Extracted data entries
....

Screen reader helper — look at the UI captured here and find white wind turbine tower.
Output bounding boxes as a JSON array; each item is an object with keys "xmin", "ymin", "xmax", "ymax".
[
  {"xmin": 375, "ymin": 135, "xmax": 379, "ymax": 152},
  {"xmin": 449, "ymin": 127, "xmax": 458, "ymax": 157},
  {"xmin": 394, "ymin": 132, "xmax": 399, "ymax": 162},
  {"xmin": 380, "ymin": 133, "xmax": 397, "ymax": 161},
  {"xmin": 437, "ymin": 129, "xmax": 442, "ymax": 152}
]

....

Your job is to copy all the records exactly.

▶ EXERCISE RESULT:
Screen reader helper — look at the UI captured here and find white wind turbine tower.
Output bounding boxes as a JSON array; each item is an object with keys "xmin", "ymin", "xmax", "ymax".
[
  {"xmin": 375, "ymin": 135, "xmax": 379, "ymax": 152},
  {"xmin": 449, "ymin": 127, "xmax": 458, "ymax": 157},
  {"xmin": 394, "ymin": 132, "xmax": 399, "ymax": 162},
  {"xmin": 380, "ymin": 133, "xmax": 397, "ymax": 161},
  {"xmin": 437, "ymin": 129, "xmax": 442, "ymax": 152}
]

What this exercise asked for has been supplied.